Proton conductors produced by chemical modifications of carbon allotropes, perovskites and metal organic frameworks

Abstract

Proton conductors are distinct from electronic conductors by virtue of their low conductivity values and the necessity for the presence of a third material as a carrier to transport protons. Proton conductors have applications in fuel cells, hydrogen separating phases, steam electrolysis, sensors and biological transport systems. Though naturally occurring proton conductors show very poor conductance, designing superionic conductors is possible nowadays due to the improvements in porosity and interlayer oriented proton conduction tracks, alignment of particle conduction sites, hydration dynamics, water uptake capacity and stability. Insight into all the possible ways for improving the proton conductivity values of materials needs to be considered for designing new types of superionic conductors. Based on this necessity, herein, we have reviewed the gradual trend in proton conductivities in ancient type perovskites and ceramics, metal organic frameworks and the most recently developed oxidized carbon allotropes. As the strategies for improving the conduction tracks and proton migration behaviours of these three classes are not the same, they are discussed in different sections, in light of their intrinsic properties, scope of modification and structures. By consideration of a detailed list of updated articles, reports associated with strategies for obtaining gradually increased proton conductivities, including the improvement of conduction tracks, assembly of particles and increase in water content, have been focused on for detailed discussion. Furthermore, an in-depth discussion on the function of proton conductors in energy applications and biological transport systems has been reviewed concisely.

------------------------------------

CHECK YOUR UNDERSTANDING:
1: Based on the abstract on proton conductors, mark each statement yes or no and quote the words that decide it. (a) Proton conductors have higher conductivity values than electronic conductors. (b) Proton conductors have applications in sensors. (c) The review discusses all three classes of materials together in a single section.
2: According to the abstract on proton conductors, which three classes of materials does the review cover?

Referring expression data
------------------------------------

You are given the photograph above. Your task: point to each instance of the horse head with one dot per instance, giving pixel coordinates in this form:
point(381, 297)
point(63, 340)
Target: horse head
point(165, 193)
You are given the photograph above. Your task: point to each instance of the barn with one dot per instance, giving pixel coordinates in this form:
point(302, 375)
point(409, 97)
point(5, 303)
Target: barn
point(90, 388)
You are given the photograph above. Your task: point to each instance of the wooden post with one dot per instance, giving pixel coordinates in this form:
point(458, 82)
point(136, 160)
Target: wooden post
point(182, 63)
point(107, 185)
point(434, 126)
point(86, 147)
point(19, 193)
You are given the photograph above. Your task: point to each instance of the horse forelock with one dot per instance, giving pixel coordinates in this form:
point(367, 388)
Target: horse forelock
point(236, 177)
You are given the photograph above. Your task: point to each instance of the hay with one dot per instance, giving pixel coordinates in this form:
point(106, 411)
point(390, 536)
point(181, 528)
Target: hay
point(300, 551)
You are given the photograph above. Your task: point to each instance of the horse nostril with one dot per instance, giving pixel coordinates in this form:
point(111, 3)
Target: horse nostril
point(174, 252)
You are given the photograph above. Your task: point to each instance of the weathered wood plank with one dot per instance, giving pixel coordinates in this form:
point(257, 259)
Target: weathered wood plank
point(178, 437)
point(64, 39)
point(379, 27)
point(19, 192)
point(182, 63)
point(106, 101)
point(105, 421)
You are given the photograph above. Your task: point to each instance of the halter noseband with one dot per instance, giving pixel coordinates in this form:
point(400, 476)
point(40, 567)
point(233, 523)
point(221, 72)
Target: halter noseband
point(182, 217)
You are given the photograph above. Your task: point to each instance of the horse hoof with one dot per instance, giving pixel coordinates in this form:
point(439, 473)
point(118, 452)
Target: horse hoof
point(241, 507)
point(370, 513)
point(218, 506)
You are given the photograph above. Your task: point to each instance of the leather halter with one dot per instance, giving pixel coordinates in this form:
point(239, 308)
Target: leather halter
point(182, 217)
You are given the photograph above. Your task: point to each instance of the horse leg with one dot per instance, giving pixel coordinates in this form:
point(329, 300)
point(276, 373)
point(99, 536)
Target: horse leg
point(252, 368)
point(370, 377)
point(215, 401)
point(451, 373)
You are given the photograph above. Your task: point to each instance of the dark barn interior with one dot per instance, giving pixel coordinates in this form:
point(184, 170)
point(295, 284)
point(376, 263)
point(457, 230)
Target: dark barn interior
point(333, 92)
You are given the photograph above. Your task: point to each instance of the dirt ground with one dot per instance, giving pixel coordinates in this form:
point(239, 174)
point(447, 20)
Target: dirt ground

------------------------------------

PER-TASK ANSWERS:
1:
(a) No: "Proton conductors are distinct from electronic conductors by virtue of their low conductivity values"
(b) Yes: "Proton conductors have applications in fuel cells, hydrogen separating phases, steam electrolysis, sensors and biological transport systems"
(c) No: "they are discussed in different sections"

2: Perovskites and ceramics, metal organic frameworks, and oxidized carbon allotropes.